§ Dokument źródłowy
··········
Jussie Smollett złożył 29 stycznia zawiadomienie, że został napadnięty. Do ataku miało dojść w Chicago. Aktor zeznał, że zaatakowało go dwóch zamaskowanych mężczyzn. Mieli my założyć pętlę na szyi, wykrzykiwać rasistowskie i homofobiczne hasła. Smollett sugerował, że byli to wyborcy Donalda Trumpa (mieli krzyczeć hasła nawiązujące do sloganów wyborczych prezydenta USA).
"Napad" wywołał wielkie oburzenie za oceanem, a w obronę aktora zaangażowali się m.in. politycy Demokratów.
··········
§ Dostarczone dane
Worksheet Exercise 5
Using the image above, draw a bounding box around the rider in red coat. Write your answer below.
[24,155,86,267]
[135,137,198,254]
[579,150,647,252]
··········
§ Zadania
1. Streść w dwóch zdaniach tekst o zgłoszonym napadzie na aktora.
2. Zbierz z rekordów wszystkie linie, w których występuje słowo „bounding”.

§ Odpowiedzi
1. Jussie Smollett złożył 29 stycznia zawiadomienie, że w Chicago zaatakowało go dwóch zamaskowanych mężczyzn wykrzykujących rasistowskie i homofobiczne hasła, i sugerował, że byli to wyborcy Donalda Trumpa. „Napad” wywołał wielkie oburzenie za oceanem, a w obronę aktora zaangażowali się m.in. politycy Demokratów.

2.
Using the image above, draw a bounding box around the rider in red coat. Write your answer below.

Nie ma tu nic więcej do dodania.